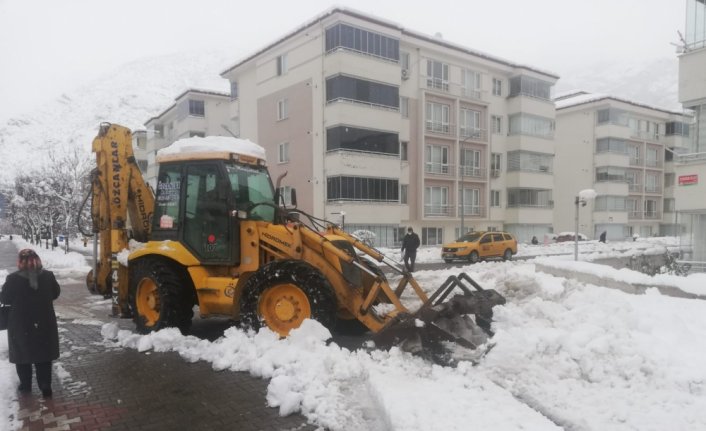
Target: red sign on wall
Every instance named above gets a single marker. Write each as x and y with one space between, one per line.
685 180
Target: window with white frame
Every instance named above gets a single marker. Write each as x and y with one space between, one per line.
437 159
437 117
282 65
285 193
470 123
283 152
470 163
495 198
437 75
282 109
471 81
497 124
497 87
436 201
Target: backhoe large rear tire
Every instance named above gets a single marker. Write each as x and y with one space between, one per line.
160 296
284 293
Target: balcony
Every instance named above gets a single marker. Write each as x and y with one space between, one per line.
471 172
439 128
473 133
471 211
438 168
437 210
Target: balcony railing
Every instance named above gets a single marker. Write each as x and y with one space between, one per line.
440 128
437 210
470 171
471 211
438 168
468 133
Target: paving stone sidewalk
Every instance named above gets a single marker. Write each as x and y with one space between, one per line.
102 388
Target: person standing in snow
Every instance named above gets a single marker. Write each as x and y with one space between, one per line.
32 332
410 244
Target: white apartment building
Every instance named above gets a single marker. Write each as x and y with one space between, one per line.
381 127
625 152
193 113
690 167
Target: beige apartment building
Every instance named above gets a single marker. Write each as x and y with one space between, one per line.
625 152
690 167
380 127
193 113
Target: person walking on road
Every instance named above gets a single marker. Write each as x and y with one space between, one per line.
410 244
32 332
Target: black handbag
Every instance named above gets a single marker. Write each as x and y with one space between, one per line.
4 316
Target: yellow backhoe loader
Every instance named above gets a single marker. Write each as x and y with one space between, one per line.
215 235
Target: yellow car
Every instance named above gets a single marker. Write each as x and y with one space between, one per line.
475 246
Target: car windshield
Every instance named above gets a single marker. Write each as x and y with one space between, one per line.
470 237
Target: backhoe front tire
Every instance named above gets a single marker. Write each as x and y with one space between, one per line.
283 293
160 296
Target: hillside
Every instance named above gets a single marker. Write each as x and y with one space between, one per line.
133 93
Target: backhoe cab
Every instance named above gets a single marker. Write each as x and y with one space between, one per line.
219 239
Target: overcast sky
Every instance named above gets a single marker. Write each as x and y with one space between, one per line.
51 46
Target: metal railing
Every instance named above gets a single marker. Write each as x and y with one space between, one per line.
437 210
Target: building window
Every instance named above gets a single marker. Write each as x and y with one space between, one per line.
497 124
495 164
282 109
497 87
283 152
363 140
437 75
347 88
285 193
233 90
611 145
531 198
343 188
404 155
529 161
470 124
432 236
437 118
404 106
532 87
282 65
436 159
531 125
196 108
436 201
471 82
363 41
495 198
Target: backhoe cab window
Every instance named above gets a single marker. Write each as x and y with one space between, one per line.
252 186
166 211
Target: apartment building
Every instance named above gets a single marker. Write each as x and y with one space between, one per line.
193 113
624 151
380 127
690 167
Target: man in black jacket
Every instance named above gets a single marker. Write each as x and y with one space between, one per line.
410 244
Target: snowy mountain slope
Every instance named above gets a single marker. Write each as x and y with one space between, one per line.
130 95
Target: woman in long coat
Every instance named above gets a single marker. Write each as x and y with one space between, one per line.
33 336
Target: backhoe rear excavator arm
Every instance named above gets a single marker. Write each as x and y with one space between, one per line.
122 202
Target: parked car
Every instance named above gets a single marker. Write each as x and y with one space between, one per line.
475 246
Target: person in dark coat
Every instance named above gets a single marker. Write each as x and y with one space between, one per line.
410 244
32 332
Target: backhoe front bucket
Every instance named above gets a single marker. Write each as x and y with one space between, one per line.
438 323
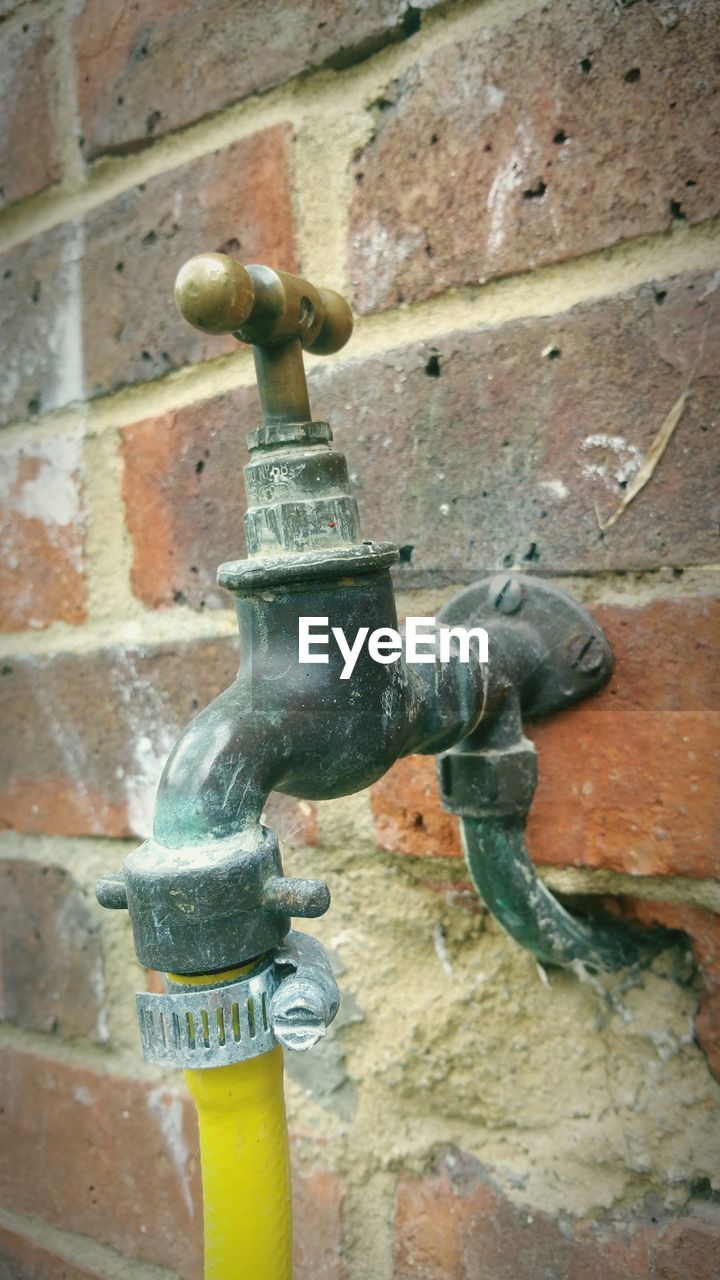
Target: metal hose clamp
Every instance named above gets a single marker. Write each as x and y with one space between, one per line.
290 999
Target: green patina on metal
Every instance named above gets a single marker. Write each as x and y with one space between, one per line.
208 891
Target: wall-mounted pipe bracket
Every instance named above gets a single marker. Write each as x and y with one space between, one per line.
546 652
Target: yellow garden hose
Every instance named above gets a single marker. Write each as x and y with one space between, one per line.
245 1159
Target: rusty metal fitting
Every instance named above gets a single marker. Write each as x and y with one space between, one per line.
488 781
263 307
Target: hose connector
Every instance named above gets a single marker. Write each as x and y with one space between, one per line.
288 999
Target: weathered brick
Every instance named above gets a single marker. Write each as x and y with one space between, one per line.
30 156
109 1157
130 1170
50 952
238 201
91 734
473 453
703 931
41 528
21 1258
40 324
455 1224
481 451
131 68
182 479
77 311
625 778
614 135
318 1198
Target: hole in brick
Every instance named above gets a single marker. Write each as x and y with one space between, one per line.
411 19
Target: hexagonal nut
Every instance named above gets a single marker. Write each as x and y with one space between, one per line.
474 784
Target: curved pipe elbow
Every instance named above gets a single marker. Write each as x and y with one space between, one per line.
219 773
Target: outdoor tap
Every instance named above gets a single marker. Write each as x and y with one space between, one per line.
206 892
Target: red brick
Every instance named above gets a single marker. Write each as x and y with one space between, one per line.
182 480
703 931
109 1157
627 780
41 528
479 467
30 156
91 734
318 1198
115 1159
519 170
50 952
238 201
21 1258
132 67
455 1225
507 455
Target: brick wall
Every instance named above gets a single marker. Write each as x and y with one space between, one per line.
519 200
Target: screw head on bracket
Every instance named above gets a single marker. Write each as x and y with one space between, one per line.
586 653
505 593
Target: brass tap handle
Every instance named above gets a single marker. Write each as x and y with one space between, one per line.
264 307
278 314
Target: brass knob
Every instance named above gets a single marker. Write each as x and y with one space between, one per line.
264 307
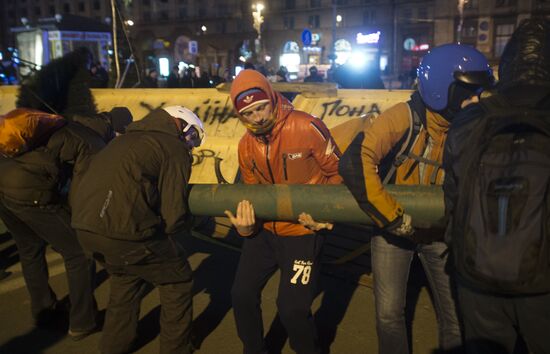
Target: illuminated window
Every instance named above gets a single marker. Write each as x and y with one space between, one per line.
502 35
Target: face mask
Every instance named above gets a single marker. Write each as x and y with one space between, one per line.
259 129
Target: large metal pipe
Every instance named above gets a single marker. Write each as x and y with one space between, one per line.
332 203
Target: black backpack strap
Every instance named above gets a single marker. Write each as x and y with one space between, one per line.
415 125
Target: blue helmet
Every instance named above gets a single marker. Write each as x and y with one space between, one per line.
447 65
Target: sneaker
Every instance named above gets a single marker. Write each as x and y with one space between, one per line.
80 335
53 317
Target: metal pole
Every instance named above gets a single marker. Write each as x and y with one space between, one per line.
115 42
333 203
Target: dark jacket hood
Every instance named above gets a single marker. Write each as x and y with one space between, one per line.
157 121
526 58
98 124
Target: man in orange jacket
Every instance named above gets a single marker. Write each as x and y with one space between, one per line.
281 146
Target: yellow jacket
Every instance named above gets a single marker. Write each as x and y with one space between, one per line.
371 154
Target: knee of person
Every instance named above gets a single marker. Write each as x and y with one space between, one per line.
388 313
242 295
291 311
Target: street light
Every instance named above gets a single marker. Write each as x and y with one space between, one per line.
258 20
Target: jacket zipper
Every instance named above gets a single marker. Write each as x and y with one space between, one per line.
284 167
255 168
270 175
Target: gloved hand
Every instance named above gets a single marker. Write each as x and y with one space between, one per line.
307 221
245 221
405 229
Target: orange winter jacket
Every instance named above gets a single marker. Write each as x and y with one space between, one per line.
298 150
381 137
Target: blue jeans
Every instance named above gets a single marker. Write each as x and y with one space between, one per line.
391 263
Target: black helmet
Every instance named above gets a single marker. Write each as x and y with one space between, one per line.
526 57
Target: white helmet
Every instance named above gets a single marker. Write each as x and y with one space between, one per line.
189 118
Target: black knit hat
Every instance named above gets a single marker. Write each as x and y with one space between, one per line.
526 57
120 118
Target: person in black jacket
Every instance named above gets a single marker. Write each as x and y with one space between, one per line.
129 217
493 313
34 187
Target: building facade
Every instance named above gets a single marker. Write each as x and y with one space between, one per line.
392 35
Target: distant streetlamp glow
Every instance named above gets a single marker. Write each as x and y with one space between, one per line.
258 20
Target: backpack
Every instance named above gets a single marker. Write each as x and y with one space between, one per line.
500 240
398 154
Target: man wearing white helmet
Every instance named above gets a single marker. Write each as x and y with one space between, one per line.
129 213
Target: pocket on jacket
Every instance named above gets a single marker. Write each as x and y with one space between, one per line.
....
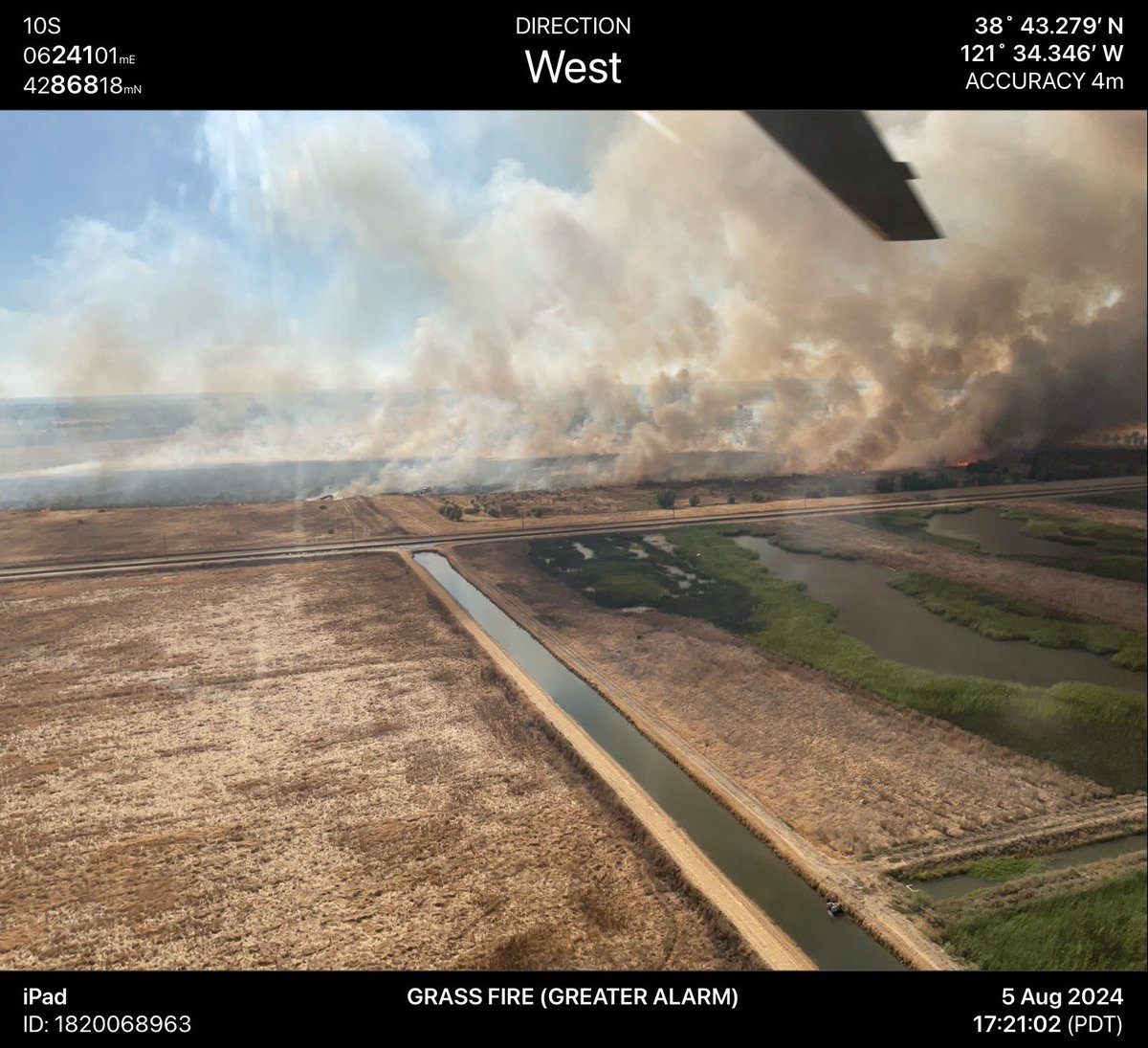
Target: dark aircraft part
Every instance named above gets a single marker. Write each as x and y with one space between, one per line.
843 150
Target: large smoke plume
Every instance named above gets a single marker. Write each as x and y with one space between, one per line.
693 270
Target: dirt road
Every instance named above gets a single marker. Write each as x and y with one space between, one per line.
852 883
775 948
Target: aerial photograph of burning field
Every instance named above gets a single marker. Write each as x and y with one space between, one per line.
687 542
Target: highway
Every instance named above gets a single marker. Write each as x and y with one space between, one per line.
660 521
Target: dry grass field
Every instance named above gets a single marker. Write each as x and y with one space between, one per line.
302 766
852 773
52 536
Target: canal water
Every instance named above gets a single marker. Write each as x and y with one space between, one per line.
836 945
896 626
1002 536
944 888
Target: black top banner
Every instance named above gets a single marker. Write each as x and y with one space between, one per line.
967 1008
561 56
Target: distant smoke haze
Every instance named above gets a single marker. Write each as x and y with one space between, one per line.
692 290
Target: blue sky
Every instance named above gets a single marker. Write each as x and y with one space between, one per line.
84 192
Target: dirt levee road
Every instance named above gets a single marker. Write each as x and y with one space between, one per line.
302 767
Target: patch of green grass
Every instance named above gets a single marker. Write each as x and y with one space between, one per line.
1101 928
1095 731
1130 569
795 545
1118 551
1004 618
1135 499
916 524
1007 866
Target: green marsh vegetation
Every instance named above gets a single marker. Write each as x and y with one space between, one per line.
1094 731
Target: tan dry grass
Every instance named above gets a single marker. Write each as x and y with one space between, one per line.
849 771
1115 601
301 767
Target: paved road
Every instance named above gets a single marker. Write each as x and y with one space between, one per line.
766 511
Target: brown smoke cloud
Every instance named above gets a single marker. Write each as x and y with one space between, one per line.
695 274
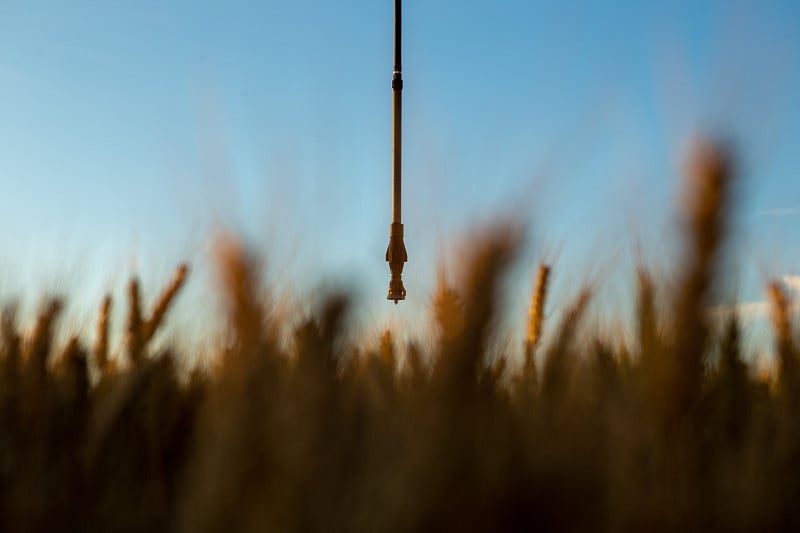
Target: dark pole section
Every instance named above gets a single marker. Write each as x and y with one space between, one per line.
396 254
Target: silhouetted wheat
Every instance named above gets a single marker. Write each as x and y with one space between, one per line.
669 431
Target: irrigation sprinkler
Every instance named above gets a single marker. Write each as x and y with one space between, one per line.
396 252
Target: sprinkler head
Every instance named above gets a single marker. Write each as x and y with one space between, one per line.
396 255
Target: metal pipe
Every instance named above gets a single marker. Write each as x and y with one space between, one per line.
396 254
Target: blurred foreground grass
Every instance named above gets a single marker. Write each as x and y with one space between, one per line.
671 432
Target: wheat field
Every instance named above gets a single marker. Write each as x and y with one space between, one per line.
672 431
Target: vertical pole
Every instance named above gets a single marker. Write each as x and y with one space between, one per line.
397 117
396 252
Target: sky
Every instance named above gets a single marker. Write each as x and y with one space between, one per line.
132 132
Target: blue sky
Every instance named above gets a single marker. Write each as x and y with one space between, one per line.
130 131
....
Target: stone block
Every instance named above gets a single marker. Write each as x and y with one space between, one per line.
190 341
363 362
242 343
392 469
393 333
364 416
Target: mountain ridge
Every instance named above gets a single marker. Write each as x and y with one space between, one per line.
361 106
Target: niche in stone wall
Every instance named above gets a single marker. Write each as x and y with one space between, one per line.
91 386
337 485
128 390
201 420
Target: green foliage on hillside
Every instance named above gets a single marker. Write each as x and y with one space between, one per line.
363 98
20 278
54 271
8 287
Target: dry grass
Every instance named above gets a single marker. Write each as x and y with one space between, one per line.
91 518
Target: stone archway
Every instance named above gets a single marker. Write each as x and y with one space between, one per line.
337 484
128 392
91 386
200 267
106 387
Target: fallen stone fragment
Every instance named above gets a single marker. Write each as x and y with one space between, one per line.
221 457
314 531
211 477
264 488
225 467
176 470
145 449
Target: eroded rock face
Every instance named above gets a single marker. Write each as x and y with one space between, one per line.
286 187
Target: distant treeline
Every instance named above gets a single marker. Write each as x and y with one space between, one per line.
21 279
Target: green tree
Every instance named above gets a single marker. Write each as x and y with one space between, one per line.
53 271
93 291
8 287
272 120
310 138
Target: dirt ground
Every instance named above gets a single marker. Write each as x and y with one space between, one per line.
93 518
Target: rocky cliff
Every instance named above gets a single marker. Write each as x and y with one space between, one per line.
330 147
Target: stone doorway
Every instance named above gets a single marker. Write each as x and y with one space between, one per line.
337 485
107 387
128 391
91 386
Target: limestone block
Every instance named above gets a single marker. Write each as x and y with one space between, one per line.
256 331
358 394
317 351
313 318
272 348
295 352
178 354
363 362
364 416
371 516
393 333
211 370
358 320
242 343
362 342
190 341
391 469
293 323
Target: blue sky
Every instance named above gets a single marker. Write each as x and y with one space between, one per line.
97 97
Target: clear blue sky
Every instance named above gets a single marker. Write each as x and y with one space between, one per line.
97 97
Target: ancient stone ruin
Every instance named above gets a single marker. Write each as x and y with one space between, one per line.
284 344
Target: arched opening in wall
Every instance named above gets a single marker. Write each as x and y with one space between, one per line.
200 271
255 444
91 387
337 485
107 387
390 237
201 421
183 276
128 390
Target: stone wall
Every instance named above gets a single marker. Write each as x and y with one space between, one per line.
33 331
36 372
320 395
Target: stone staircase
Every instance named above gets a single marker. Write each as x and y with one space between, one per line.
....
▶ What to work on
Count how many lines in the data above contain the word "bracket", and reply with only that number.

▶ Solution for this exercise
2